Raw records:
┄┄┄┄┄┄┄┄┄┄
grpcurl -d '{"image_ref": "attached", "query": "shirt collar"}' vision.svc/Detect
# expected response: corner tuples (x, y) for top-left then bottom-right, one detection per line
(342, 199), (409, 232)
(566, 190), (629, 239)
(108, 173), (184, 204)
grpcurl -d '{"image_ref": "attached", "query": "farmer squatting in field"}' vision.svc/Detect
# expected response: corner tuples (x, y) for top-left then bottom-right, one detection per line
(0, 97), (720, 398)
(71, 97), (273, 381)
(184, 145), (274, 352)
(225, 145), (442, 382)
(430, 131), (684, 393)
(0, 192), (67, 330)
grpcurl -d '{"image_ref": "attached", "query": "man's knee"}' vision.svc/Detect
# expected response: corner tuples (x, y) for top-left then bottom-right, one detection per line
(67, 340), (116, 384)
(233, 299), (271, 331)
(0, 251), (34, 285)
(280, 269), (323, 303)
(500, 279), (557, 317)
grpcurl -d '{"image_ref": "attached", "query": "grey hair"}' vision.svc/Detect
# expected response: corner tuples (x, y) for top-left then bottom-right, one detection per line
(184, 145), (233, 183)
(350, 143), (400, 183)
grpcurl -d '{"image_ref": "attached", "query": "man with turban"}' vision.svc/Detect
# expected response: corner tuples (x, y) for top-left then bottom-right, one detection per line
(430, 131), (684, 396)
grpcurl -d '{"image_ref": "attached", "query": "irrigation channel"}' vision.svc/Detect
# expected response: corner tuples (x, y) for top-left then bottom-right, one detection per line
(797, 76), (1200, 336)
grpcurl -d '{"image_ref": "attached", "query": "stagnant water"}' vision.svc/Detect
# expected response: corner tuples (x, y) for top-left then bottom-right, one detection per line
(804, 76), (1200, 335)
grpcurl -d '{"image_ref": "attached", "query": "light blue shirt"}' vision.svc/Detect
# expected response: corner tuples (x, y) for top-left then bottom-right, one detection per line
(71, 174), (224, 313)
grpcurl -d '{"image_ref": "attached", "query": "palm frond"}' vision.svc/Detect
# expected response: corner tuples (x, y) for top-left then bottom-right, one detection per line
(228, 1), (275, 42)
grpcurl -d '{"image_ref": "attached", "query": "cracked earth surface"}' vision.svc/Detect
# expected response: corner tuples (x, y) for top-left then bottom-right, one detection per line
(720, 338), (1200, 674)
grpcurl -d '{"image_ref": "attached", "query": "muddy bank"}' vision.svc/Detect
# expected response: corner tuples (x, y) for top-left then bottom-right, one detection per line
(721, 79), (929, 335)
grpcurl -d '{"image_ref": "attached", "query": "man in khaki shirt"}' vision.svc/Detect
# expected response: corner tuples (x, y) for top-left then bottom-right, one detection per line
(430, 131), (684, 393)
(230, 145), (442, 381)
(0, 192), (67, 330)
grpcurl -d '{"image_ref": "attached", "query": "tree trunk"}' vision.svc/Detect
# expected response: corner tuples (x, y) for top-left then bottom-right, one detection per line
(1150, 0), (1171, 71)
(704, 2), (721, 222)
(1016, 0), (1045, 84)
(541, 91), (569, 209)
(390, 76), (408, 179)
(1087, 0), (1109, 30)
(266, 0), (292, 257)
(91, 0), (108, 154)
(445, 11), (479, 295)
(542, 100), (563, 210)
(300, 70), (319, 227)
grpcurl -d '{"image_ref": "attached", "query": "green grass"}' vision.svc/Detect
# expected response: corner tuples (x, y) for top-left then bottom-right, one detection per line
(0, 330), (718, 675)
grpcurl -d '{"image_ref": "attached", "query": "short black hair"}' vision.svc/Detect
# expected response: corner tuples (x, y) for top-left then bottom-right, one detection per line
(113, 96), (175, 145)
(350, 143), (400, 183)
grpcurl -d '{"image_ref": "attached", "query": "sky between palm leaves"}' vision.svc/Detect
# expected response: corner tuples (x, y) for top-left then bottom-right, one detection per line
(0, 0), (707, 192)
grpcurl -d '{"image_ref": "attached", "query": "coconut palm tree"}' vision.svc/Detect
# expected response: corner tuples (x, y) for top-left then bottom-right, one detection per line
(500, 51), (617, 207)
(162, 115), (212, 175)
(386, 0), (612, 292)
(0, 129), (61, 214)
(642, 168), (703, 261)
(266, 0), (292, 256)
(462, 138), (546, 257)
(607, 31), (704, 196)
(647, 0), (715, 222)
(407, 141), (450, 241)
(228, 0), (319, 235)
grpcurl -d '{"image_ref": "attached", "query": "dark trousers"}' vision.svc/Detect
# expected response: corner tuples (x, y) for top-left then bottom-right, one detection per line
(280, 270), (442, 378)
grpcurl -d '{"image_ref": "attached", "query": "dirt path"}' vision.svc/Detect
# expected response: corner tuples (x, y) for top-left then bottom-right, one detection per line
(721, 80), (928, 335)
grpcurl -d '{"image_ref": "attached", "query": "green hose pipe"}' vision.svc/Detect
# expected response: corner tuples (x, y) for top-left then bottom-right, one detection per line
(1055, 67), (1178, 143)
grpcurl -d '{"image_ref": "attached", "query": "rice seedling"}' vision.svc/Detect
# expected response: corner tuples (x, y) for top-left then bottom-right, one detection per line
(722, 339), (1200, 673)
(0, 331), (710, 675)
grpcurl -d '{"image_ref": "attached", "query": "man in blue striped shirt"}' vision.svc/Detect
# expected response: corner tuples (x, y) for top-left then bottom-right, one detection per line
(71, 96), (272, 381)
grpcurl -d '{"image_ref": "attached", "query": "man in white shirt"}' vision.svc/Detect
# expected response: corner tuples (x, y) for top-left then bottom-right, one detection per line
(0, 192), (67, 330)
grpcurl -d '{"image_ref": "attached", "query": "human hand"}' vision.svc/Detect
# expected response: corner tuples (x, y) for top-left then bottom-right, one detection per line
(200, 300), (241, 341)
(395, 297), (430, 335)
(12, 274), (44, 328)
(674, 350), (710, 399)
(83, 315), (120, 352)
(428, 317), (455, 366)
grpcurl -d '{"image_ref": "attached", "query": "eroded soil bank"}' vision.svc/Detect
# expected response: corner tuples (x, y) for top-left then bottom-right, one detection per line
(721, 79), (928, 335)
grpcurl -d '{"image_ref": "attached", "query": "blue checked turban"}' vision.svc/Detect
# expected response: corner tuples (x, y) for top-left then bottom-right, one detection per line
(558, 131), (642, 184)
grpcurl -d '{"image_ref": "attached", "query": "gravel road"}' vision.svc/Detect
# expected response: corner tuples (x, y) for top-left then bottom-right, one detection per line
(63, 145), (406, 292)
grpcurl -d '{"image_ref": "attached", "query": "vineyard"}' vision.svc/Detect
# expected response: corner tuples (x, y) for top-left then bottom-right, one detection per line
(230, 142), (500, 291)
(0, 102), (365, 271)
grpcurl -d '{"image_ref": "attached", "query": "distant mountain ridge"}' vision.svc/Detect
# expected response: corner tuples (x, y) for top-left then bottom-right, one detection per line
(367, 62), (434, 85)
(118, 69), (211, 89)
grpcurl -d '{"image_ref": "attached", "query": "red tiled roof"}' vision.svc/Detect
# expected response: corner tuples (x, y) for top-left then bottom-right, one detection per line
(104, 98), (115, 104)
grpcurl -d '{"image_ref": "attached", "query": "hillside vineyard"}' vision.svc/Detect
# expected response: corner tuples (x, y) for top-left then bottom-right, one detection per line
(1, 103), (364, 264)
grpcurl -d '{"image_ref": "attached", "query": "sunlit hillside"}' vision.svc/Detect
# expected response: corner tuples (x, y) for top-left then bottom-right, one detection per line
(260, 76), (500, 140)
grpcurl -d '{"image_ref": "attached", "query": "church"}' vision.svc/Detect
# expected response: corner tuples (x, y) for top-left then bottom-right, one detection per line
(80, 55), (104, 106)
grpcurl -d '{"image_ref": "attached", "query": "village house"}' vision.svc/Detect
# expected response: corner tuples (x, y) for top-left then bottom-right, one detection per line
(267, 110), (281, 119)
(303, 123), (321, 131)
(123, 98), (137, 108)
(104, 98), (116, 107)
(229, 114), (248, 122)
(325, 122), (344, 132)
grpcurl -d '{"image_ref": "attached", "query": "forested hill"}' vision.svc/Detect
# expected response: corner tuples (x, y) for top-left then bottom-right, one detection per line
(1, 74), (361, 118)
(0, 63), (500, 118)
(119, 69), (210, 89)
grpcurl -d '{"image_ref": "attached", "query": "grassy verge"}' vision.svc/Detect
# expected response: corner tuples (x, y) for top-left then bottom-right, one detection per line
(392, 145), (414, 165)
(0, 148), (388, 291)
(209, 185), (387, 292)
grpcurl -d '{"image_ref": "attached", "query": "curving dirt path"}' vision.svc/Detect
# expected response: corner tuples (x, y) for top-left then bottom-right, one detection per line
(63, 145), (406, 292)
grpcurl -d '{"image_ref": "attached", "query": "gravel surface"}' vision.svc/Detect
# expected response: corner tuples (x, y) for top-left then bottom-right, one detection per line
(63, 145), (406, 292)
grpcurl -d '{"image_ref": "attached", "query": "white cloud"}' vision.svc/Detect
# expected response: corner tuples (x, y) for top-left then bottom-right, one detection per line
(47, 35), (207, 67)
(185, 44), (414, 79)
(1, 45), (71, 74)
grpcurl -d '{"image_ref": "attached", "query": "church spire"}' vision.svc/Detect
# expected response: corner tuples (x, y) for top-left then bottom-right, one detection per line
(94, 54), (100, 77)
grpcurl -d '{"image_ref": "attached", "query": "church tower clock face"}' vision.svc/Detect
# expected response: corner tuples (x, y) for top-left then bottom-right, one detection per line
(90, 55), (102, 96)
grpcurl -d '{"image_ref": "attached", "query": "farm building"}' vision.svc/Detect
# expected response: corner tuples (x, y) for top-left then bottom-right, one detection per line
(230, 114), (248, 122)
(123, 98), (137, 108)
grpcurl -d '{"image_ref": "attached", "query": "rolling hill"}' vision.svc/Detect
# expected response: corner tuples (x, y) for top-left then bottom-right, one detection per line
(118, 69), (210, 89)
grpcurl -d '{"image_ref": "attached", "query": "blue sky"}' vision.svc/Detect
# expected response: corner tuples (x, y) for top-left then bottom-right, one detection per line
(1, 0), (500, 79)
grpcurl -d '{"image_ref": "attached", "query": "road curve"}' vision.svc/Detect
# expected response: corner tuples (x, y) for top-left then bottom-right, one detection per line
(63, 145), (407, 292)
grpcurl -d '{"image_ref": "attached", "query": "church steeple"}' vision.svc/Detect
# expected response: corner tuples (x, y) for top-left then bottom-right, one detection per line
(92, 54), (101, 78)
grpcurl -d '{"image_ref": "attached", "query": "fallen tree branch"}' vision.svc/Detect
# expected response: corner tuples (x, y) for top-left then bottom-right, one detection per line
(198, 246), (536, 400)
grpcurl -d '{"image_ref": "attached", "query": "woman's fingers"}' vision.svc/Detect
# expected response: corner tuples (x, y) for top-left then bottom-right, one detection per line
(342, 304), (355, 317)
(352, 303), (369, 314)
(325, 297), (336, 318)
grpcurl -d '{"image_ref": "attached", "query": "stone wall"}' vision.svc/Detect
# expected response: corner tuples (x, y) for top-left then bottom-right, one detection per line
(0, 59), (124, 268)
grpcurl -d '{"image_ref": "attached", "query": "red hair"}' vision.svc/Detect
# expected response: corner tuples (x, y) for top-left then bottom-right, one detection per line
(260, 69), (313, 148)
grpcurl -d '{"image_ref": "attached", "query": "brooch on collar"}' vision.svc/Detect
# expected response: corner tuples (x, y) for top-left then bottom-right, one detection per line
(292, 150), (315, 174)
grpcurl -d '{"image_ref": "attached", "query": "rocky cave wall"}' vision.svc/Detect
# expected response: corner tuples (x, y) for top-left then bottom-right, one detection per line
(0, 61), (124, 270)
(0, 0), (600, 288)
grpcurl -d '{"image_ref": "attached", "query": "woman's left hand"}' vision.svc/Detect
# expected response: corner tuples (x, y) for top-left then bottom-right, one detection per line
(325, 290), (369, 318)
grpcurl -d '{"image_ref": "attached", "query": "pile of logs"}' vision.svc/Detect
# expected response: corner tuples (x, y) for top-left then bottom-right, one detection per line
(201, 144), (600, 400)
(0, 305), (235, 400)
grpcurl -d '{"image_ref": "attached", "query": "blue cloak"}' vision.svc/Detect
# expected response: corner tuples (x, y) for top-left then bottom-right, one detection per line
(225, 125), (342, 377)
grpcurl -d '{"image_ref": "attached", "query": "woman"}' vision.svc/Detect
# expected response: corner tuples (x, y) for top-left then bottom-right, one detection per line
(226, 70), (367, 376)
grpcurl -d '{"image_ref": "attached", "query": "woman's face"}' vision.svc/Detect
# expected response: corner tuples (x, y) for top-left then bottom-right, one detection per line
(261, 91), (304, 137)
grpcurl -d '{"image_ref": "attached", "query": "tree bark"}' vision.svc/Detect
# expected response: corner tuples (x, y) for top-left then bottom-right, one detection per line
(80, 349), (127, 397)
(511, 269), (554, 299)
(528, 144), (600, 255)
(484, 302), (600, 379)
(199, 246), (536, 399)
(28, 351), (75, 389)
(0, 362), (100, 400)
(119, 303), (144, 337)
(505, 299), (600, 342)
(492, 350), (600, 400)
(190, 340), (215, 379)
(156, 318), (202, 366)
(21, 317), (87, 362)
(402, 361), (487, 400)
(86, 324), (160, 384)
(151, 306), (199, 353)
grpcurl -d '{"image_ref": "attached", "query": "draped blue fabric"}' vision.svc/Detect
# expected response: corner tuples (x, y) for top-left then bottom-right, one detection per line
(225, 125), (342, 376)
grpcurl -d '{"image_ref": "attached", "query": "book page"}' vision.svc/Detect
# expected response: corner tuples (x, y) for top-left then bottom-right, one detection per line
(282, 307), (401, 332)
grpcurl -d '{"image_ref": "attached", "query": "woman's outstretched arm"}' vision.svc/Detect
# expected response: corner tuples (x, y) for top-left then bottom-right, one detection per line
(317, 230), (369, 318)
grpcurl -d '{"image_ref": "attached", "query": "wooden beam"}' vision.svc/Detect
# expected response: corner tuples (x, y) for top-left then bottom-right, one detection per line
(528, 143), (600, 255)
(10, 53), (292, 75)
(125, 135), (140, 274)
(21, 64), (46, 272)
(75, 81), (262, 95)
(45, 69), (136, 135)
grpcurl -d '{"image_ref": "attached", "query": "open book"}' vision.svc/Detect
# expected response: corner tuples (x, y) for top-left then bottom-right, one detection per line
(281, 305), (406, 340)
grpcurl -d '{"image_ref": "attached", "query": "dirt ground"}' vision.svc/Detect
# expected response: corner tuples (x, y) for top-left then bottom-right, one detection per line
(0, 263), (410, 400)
┄┄┄┄┄┄┄┄┄┄
The task: Locate each line of the records above that contains the string "blue", matching case exactly, and copy those lines out in full.

Exercise solution:
grpcurl -d '{"image_ref": "attached", "query": "light blue shirt"}' vision.svc/Detect
grpcurl -d '{"image_ref": "attached", "query": "man in blue striped shirt"}' vision.svc/Detect
grpcurl -d '{"image_ref": "attached", "query": "blue checked turban"}' vision.svc/Detect
grpcurl -d '{"image_ref": "attached", "query": "blue sky"}' vision.svc/Detect
grpcurl -d '{"image_ref": "attached", "query": "blue cloak"}' vision.svc/Detect
grpcurl -d '{"image_ref": "attached", "query": "draped blue fabric"}' vision.svc/Detect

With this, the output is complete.